記述問題 1 »
MgとSiの含有量についての本文を読み、次の問いに答えなさい。
(a) Mgの含有量はどの範囲とされているか。
(b) Siの含有が0.8%未満の場合、どうなるとされているか。
(c) 鍛造材表面の導電率はどの範囲とされているか。
記述問題 2 » MgとSiの含有量についての本文で「Al−Fe−Si−(Mn、Cr、Zr) 系晶析出物」として挙げられている元素記号を、すべて書き出しなさい。
記述問題 3 » MgとSiの含有量についての本文の続きを、最後の文の後から書き進めなさい。

本文抜粋 »

○ ○ ○ ○

Mgは人工時効により、SiとともにMg2 Si (β’ 相) として析出し、最終製品使用時の高強度 (耐力) を付与するために必須の元素である。Mgの0.6%未満の含有では時効硬化量が低下する。一方、1.8%を越えて含有されると、強度 (耐力) が高くなりすぎ、鍛造性を阻害する。また、溶体化処理後の焼き入れ途中に多量のMg2 Siが析出しやすく、粒界上に存在するMg2 SiやAl−Fe−Si−(Mn、Cr、Zr) 系晶析出物の平均粒径を細かくするとともに、これら晶析出物同士の平均間隔を大きくすることができず、鍛造材にとって強度とともに重要な靱性や耐食性を低下させる。また、Mg含有量がこの範囲より多過ぎても、また少な過ぎても、製造条件の調整によって、鍛造材表面の導電率を41.0〜42.5 IACS%の範囲とすることが難しくなる。したがって、Mgの含有量は0.6 〜1.8%の範囲とする。
【0040】
Si:0.8〜1.8%。
SiもMgとともに、人工時効処理により、Mg2 Si (β’ 相) として析出して、最終製品使用時の高強度 (耐力) を付与するために必須の元素である。Siの0.8%未満の含有では人工時効で十分な強度が得られない。一方、1.8%を越えて含有されると、鋳造時および溶体化処理後の焼き入れ途中で、粗大な単体Si粒子が晶出および析出して、前記した通り、耐食性と靱性を低下させる。また、過剰Siが多くなり過ぎて、粒界上に存在するMg2SiやAl−Fe−Si−(Mn、Cr、Zr) 系晶析出物の平均粒径を小さくするとともに、これら晶析出物同士の平均間隔を大きくできない。更に伸びが低くなるなど、加工性も阻害する。また、Si含有量がこの範囲より多過ぎても、また少な過ぎても、製造条件の調整によって、鍛造材表面の導電率を41.0〜42.5 IACS%の範囲とすることが難しくなる。したがって、Siの含有量は0.8 〜1.8%の範囲とする。

○ ○ ○ ○

資料 »

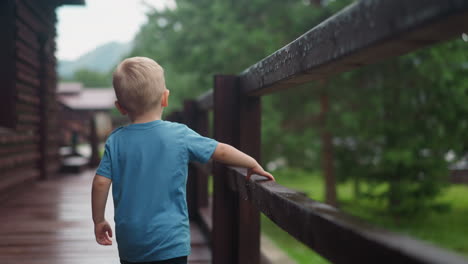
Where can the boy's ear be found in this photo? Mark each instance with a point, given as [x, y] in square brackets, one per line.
[165, 98]
[120, 108]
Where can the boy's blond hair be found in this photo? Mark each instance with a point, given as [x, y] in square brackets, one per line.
[139, 84]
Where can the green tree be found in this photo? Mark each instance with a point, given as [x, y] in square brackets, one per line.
[92, 79]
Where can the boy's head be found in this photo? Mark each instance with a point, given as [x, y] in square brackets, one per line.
[139, 85]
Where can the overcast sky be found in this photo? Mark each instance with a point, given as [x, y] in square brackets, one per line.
[82, 28]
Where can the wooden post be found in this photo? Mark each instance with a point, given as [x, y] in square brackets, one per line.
[94, 142]
[225, 202]
[189, 119]
[236, 223]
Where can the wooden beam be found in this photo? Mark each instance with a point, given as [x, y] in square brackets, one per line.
[205, 101]
[8, 116]
[330, 232]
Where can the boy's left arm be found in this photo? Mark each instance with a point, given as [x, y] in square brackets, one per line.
[99, 193]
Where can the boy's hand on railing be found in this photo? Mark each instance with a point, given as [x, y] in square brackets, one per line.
[260, 171]
[103, 233]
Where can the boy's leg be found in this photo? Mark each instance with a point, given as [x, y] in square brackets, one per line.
[179, 260]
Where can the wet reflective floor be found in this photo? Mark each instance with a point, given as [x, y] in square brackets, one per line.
[50, 223]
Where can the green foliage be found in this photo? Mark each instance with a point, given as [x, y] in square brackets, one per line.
[92, 79]
[445, 229]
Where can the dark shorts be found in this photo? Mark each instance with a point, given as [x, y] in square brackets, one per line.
[179, 260]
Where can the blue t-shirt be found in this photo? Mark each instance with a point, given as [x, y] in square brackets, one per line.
[148, 165]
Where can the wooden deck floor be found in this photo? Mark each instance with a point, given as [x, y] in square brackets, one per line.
[50, 223]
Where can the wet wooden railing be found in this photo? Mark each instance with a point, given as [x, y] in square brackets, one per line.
[364, 33]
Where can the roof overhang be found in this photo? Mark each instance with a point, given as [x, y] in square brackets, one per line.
[70, 2]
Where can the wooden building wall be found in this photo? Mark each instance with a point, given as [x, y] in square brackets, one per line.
[28, 129]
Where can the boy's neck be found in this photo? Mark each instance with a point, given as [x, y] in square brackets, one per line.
[147, 117]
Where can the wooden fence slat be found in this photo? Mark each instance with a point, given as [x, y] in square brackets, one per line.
[189, 118]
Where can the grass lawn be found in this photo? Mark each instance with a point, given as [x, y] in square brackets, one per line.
[448, 229]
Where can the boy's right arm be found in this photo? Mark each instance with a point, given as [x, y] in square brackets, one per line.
[231, 156]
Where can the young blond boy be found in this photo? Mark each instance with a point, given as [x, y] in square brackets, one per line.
[146, 162]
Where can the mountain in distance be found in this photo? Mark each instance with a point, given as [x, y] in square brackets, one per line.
[101, 59]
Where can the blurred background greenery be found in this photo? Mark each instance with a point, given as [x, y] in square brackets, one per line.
[397, 126]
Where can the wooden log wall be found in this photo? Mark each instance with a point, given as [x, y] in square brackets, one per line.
[29, 150]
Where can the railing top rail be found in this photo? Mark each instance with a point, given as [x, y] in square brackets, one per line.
[330, 232]
[363, 33]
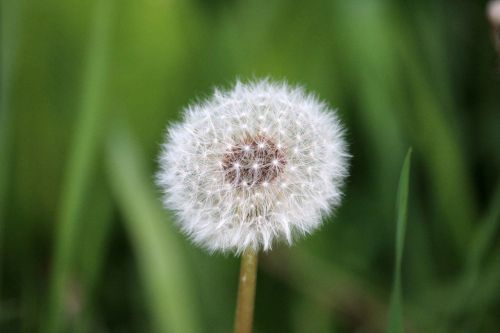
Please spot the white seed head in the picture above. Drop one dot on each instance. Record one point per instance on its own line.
(275, 175)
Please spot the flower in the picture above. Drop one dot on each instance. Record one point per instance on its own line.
(259, 163)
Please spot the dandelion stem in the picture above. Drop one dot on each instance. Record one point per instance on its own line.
(246, 292)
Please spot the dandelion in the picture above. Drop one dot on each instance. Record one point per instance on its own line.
(253, 166)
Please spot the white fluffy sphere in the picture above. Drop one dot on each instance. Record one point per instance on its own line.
(261, 162)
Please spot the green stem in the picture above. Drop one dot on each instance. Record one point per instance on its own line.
(246, 292)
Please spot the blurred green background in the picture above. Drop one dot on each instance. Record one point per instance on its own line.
(87, 88)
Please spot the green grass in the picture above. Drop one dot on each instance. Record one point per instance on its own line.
(88, 88)
(396, 322)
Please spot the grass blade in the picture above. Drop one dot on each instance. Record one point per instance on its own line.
(81, 164)
(160, 257)
(396, 324)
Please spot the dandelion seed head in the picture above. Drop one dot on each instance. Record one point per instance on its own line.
(274, 176)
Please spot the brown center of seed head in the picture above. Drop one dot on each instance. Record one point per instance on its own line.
(255, 161)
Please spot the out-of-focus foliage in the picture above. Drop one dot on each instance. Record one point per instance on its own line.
(87, 88)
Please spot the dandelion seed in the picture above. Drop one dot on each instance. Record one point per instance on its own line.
(243, 193)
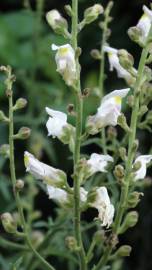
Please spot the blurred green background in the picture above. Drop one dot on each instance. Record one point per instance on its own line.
(25, 44)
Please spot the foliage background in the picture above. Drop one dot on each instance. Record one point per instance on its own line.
(25, 41)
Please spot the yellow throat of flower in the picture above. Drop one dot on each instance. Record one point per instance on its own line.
(118, 100)
(63, 51)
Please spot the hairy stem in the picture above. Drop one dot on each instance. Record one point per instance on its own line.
(125, 187)
(79, 110)
(13, 174)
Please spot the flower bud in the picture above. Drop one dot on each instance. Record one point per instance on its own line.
(130, 221)
(136, 166)
(134, 34)
(57, 22)
(123, 251)
(122, 153)
(3, 117)
(134, 199)
(119, 172)
(23, 133)
(8, 223)
(5, 150)
(20, 104)
(96, 54)
(92, 13)
(19, 185)
(111, 133)
(68, 10)
(123, 123)
(126, 59)
(71, 243)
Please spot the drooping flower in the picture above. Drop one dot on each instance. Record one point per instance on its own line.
(144, 23)
(39, 170)
(58, 126)
(115, 64)
(144, 160)
(108, 112)
(66, 64)
(98, 163)
(103, 205)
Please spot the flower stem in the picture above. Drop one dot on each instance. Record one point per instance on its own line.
(79, 111)
(13, 174)
(131, 153)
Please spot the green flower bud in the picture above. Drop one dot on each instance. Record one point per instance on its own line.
(57, 22)
(19, 185)
(123, 123)
(134, 199)
(123, 251)
(130, 101)
(71, 243)
(23, 133)
(5, 150)
(119, 172)
(20, 104)
(3, 118)
(92, 13)
(130, 221)
(136, 166)
(135, 33)
(96, 54)
(111, 133)
(8, 223)
(123, 153)
(126, 59)
(68, 10)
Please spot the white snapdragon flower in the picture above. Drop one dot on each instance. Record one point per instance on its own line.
(52, 17)
(108, 112)
(56, 122)
(115, 64)
(144, 160)
(98, 163)
(66, 64)
(39, 170)
(61, 196)
(103, 205)
(144, 23)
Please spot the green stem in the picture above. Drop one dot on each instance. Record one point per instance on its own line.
(125, 188)
(13, 175)
(79, 110)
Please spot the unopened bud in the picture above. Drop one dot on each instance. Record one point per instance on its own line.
(137, 166)
(122, 153)
(71, 243)
(119, 171)
(123, 251)
(96, 54)
(68, 10)
(23, 134)
(3, 118)
(5, 150)
(134, 199)
(92, 13)
(8, 223)
(19, 185)
(20, 104)
(57, 22)
(130, 101)
(135, 33)
(122, 122)
(126, 59)
(130, 221)
(111, 133)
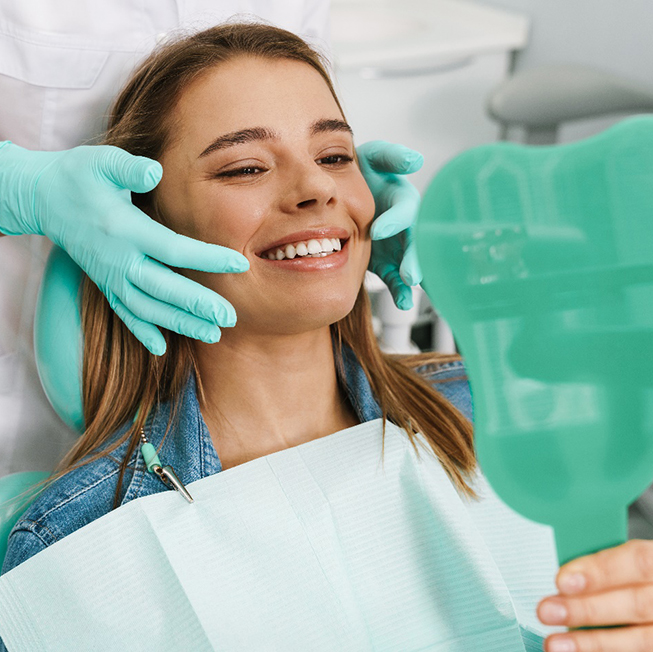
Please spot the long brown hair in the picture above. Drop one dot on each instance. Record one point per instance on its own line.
(122, 379)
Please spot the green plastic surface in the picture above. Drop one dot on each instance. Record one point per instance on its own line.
(541, 261)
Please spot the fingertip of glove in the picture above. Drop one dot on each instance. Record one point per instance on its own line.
(413, 161)
(156, 348)
(153, 173)
(404, 302)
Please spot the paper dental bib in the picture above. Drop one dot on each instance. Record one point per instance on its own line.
(321, 547)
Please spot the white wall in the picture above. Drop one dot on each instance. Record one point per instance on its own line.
(615, 35)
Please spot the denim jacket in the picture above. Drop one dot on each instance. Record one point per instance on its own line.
(87, 493)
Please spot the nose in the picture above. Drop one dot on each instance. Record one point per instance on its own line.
(309, 187)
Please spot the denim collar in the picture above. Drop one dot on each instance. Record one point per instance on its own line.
(188, 446)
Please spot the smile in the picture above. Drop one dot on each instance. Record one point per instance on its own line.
(313, 248)
(314, 255)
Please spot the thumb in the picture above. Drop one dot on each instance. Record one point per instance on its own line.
(135, 173)
(390, 157)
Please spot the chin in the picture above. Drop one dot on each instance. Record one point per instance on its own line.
(311, 315)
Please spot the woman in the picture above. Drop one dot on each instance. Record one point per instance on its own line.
(247, 127)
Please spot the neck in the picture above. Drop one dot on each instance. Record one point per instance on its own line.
(270, 392)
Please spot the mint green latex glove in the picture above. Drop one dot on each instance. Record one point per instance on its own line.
(397, 202)
(81, 200)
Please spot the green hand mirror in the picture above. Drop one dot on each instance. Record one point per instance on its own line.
(541, 261)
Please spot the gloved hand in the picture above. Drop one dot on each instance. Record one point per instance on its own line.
(397, 201)
(80, 199)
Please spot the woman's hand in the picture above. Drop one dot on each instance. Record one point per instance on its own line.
(611, 587)
(384, 166)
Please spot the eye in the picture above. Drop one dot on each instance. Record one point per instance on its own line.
(248, 171)
(336, 160)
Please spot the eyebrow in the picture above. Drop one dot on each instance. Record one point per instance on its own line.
(263, 133)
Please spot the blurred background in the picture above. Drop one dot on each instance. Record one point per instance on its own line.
(442, 76)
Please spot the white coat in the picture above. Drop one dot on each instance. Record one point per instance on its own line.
(61, 64)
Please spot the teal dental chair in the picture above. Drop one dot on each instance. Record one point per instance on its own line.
(58, 349)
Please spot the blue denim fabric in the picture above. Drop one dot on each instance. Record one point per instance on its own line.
(87, 493)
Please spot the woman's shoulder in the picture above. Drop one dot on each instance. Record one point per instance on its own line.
(65, 505)
(447, 374)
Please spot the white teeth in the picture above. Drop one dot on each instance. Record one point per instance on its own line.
(314, 247)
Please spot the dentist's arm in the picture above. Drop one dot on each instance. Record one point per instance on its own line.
(384, 166)
(81, 200)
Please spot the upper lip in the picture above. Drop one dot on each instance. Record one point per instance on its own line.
(309, 234)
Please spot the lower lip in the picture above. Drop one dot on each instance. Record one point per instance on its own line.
(317, 264)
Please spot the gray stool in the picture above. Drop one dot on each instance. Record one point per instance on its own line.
(539, 100)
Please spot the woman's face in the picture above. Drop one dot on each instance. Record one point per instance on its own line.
(261, 161)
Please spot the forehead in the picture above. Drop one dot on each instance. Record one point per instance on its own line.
(249, 91)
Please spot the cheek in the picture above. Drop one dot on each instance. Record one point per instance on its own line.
(360, 203)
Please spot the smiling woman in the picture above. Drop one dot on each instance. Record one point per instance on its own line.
(257, 156)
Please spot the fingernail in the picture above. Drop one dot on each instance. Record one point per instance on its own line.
(572, 582)
(553, 613)
(561, 645)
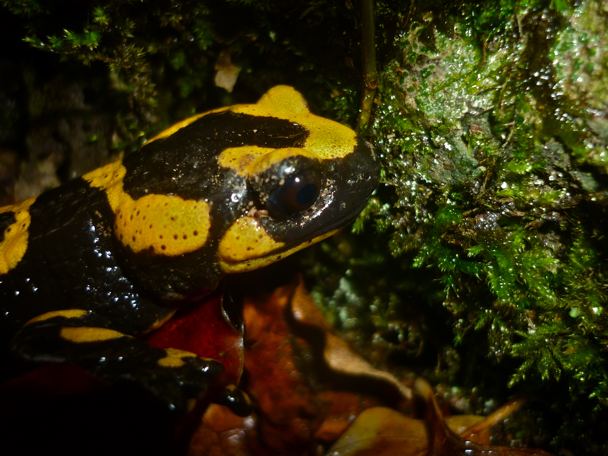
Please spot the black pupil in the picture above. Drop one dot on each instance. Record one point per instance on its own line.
(297, 194)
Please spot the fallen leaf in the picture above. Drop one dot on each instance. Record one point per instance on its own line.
(205, 329)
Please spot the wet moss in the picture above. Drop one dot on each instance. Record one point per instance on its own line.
(490, 128)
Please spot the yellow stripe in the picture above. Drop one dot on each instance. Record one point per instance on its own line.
(16, 235)
(85, 334)
(166, 224)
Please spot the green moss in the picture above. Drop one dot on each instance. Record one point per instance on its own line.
(491, 130)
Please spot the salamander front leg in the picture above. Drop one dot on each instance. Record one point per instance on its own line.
(173, 376)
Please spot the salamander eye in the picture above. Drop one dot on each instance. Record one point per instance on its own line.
(296, 194)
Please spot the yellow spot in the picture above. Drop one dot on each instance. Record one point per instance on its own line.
(84, 334)
(244, 240)
(65, 313)
(166, 224)
(174, 358)
(326, 139)
(246, 246)
(16, 235)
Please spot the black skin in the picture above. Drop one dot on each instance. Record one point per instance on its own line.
(74, 260)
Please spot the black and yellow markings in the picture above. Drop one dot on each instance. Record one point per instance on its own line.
(89, 334)
(15, 221)
(325, 140)
(62, 313)
(166, 224)
(235, 256)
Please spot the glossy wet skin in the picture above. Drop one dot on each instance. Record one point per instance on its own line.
(109, 255)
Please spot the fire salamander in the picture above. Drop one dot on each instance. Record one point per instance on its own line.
(88, 267)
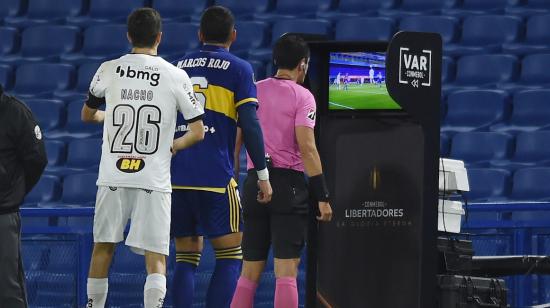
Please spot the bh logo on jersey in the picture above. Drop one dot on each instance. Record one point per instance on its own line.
(415, 67)
(130, 165)
(128, 72)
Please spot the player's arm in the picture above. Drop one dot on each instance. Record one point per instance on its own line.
(96, 98)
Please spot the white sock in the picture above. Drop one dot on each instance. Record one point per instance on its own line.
(154, 291)
(97, 292)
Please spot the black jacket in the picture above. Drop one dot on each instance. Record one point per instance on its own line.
(22, 154)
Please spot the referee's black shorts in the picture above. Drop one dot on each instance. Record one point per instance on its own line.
(282, 222)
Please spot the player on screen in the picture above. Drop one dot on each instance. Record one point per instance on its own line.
(205, 198)
(142, 93)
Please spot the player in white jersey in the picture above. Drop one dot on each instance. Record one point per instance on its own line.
(142, 93)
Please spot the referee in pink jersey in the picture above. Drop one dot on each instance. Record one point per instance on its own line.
(287, 115)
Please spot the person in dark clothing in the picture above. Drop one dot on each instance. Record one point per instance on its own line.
(22, 161)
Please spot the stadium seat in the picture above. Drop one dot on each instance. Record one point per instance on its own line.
(470, 110)
(531, 184)
(446, 26)
(37, 44)
(48, 189)
(86, 72)
(356, 8)
(478, 149)
(46, 12)
(319, 27)
(250, 35)
(488, 184)
(9, 41)
(30, 81)
(536, 37)
(101, 43)
(471, 7)
(245, 9)
(482, 71)
(175, 10)
(79, 189)
(6, 76)
(178, 38)
(381, 29)
(49, 113)
(478, 35)
(531, 111)
(107, 11)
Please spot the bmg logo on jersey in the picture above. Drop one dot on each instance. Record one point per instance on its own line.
(128, 72)
(415, 67)
(130, 165)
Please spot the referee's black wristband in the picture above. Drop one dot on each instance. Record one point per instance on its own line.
(319, 187)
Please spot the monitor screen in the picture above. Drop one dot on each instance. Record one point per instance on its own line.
(357, 81)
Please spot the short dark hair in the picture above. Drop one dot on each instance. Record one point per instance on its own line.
(217, 24)
(144, 24)
(289, 50)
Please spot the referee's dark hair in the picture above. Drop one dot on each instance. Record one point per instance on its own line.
(144, 25)
(289, 50)
(217, 24)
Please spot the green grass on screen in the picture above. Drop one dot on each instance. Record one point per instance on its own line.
(366, 96)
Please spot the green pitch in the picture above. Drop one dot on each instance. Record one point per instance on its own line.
(366, 96)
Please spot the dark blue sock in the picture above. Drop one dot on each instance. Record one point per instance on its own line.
(183, 285)
(224, 280)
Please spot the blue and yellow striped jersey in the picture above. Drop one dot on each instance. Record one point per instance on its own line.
(222, 82)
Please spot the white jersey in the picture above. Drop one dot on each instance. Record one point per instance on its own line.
(142, 94)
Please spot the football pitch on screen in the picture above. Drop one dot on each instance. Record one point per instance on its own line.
(357, 97)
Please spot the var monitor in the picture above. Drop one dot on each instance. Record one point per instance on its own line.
(357, 81)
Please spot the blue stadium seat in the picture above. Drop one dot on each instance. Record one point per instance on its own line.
(74, 127)
(79, 189)
(9, 41)
(536, 37)
(488, 184)
(10, 8)
(250, 35)
(101, 43)
(321, 27)
(444, 25)
(47, 189)
(470, 110)
(37, 44)
(479, 36)
(380, 29)
(478, 149)
(482, 71)
(6, 76)
(86, 72)
(245, 9)
(175, 10)
(178, 38)
(56, 151)
(529, 8)
(531, 184)
(531, 111)
(46, 12)
(103, 11)
(356, 8)
(49, 114)
(470, 7)
(30, 81)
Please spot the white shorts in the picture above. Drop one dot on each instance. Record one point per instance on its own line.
(149, 212)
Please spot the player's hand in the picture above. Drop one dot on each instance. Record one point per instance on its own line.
(325, 210)
(265, 192)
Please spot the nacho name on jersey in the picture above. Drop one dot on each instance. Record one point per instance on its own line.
(204, 62)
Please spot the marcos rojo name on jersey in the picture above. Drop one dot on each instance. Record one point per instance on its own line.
(130, 165)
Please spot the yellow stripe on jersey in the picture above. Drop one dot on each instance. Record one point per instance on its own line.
(219, 99)
(246, 100)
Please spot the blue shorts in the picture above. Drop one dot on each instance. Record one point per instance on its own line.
(206, 213)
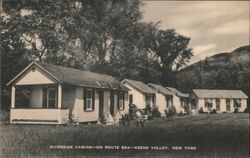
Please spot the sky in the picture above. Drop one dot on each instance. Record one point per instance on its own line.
(213, 26)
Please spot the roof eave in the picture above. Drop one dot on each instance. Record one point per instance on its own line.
(25, 69)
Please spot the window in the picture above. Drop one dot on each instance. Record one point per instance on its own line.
(209, 103)
(168, 101)
(148, 99)
(51, 95)
(217, 101)
(228, 104)
(182, 100)
(121, 100)
(237, 103)
(89, 100)
(131, 99)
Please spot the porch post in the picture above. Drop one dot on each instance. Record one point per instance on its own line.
(59, 101)
(13, 96)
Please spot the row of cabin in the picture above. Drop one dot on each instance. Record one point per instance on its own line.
(50, 94)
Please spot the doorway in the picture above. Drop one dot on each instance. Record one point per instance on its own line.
(101, 102)
(112, 103)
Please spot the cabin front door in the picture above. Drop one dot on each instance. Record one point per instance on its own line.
(101, 102)
(112, 103)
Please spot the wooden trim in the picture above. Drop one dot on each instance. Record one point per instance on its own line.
(32, 120)
(29, 66)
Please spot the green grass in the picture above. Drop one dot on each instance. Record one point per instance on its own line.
(214, 135)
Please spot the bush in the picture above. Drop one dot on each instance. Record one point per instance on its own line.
(247, 110)
(236, 110)
(148, 111)
(213, 111)
(201, 111)
(180, 114)
(156, 113)
(170, 112)
(132, 111)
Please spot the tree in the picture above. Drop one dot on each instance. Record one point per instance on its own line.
(172, 51)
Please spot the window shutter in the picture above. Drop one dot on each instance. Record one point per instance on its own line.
(84, 99)
(118, 107)
(93, 99)
(44, 97)
(123, 100)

○ ○ ○ ○

解答 1 »
(a) 0.6〜1.8%
(b) 人工時効で十分な強度が得られない。
(c) 41.0〜42.5 IACS%

解答 2 » Al、Fe、Si、Mn、Cr、Zr

解答 3 »
【0041】
更に、Si/Mg の質量比は、0.2%耐力を350MPa以上の高強度とするために、前記各含有量範囲を前提に、1 以上とする。Si/Mg の質量比が1 未満では、0.2%耐力を350MPa以上とならない。
【0042】
Mn:0.1〜0.6%、Cr:0.1〜0.2%およびZr:0.1〜0.2%の一種または二種以上。
これらの元素は均質化熱処理時およびその後の熱間鍛造時に、Fe、Mn、Cr、Zr、Si、Alなどがその含有量に応じて選択的に結合したAl−Mn 系、Al−Cr 系、Al−Zr 系金属間化合物であり、(Fe 、Mn、Cr、Zr)SiAl12系として総称される分散粒子 (分散相) を生成する。
【0043】
これらの分散粒子は再結晶後の粒界移動を妨げる効果があるため、鍛造工程中におけるパーティングライン組織のST方向の平均結晶粒径の粗大化を防止するとともに、本発明Al合金鍛造材全体に渡って、微細な結晶粒や亜結晶粒を得ることができる。また、Mn、Cr、Zrは固溶による強度およびヤング率の増大も見込める。
【0044】
Mn、Cr、Zrの含有量が少なすぎると、これらの効果が期待できず、一方、これらの元素の過剰な含有は溶解、鋳造時に粗大なAl−Fe−Si−(Mn、Cr、Zr) 系の金属間化合物や晶析出物を生成しやすく、破壊の起点となり、靱性や疲労特性を低下させる原因となる。このため、これらの元素は各々、Mn:0.1〜0.6%、Cr:0.1〜0.2%およびZr:0.1〜0.2%の範囲で一種または二種以上含有させる。
【0045】
Cu:0.2〜1.0%。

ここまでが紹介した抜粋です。